• _MATERIAL SHOWN_:
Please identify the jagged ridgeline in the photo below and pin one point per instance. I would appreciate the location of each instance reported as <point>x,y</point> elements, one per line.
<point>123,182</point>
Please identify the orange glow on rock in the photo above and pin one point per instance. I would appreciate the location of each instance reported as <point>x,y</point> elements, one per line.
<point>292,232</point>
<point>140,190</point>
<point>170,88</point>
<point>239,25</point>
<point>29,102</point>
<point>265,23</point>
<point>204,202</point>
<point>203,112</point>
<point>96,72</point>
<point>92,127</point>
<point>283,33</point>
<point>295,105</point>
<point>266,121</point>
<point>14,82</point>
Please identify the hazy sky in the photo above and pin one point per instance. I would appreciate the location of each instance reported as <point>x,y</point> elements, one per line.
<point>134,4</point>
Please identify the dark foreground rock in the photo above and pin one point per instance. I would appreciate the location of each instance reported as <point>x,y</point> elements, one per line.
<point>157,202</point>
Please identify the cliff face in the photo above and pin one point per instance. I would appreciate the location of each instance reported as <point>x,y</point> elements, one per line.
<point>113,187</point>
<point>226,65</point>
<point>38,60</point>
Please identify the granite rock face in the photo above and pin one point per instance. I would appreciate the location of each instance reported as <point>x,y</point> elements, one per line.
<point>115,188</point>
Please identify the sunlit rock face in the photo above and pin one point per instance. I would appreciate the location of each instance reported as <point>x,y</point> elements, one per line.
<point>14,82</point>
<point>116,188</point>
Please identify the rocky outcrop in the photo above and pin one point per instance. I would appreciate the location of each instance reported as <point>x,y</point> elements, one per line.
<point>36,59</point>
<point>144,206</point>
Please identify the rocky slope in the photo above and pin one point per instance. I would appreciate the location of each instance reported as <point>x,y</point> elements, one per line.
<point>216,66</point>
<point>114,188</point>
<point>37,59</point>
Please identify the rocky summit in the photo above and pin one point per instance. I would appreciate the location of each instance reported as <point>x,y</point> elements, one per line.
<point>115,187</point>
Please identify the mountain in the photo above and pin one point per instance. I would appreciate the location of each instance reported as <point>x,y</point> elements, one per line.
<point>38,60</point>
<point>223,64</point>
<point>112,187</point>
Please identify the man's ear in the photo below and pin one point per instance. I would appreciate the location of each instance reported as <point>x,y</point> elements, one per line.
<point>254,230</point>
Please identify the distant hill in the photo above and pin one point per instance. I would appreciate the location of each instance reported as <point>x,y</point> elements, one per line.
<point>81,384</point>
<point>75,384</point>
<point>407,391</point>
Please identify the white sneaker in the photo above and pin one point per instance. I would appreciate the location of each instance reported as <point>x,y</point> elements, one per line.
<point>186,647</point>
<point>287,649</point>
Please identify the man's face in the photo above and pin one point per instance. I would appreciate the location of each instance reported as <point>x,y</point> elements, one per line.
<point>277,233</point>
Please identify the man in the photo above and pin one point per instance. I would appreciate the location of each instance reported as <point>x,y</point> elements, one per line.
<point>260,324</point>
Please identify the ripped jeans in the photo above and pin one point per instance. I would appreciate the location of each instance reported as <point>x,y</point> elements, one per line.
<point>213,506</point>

• _TO BE DONE_: Reproduce all of the data above verbatim.

• _ANSWER TO THIS TASK_:
Please identify the jagged ridgeline in the photo below and pin one point per instance. I would appreciate the location of each instance reported as <point>x,y</point> elements, one per line.
<point>123,182</point>
Please identify the orange glow on rock in the photo above and pin one point per instance. I would appreciate the location of each instance reported as <point>x,y</point> elements, one per line.
<point>292,232</point>
<point>140,190</point>
<point>170,88</point>
<point>239,25</point>
<point>29,102</point>
<point>265,23</point>
<point>204,202</point>
<point>203,112</point>
<point>96,72</point>
<point>92,127</point>
<point>283,33</point>
<point>295,105</point>
<point>266,121</point>
<point>14,82</point>
Please identify the hazy sky in the photo above and pin one point per instance. I would appreciate the location of each instance reported as <point>x,y</point> elements, one per line.
<point>134,4</point>
Please identify the dark foreground rock in the photo above and pin one point per instance. I would appreciate the location of each instance reported as <point>x,y</point> elements, one per line.
<point>157,202</point>
Please identify the cliff face in the photo above and pin one point per instance. I would appreciate the location of each instance reported as <point>x,y</point> elements, one per line.
<point>113,187</point>
<point>226,65</point>
<point>38,60</point>
Please identify the granite rock face in the photo above and pin one point per instance. I would appreciate the location of each instance reported as <point>x,y</point> elements, one per line.
<point>115,188</point>
Please identify the sunlit rock face in the photo above and pin one point per instance. I would appreciate the location of each instance reported as <point>x,y</point> elements, one per line.
<point>14,82</point>
<point>116,188</point>
Please identify the rocky outcrop in the photo above and pin one point per instance. I would appreciate the location of each instance reported as <point>x,y</point> elements, one per line.
<point>36,59</point>
<point>144,206</point>
Please identify the rocky slope in the photo above and pin one point per instance. I would appreciate the location of each instance reported as <point>x,y</point> elements, one per line.
<point>216,66</point>
<point>114,188</point>
<point>37,59</point>
Please identify the rocky summit in the photo above and pin one point per instance. I would appreciate the location of each instance reported as <point>x,y</point> elements, one per line.
<point>115,187</point>
Please identify the mountain in the photo above and pin one point per instance. I would appreciate the location of each instance reported as <point>x,y</point> elements, one per line.
<point>38,60</point>
<point>223,64</point>
<point>112,187</point>
Please identify the man's ear in the photo below and pin one point per instance. I would appreciate the location of each instance reported as <point>x,y</point> elements, one per line.
<point>254,230</point>
Please identify the distant hill in the photo above and pin one point per instance. I would appreciate the location of each instance reported as <point>x,y</point> elements, one per line.
<point>81,384</point>
<point>75,384</point>
<point>407,391</point>
Please identify the white sneaker in the photo above and pin one point per instance. I would appreciate the location of each instance reported as <point>x,y</point> elements, one per line.
<point>186,647</point>
<point>287,649</point>
Please identify the man's face in the photo above and pin one point per instance. I would appreciate the location of each instance reported as <point>x,y</point> elements, one per line.
<point>277,233</point>
Please identify the man in the photo above and pin one point per instance. I would appreciate the location of each instance reported as <point>x,y</point> elements, one per line.
<point>260,324</point>
Please identify the ripped jeans in the photo above and pin one point per instance. I would appreciate the location of each instance reported as <point>x,y</point> elements, one per line.
<point>213,506</point>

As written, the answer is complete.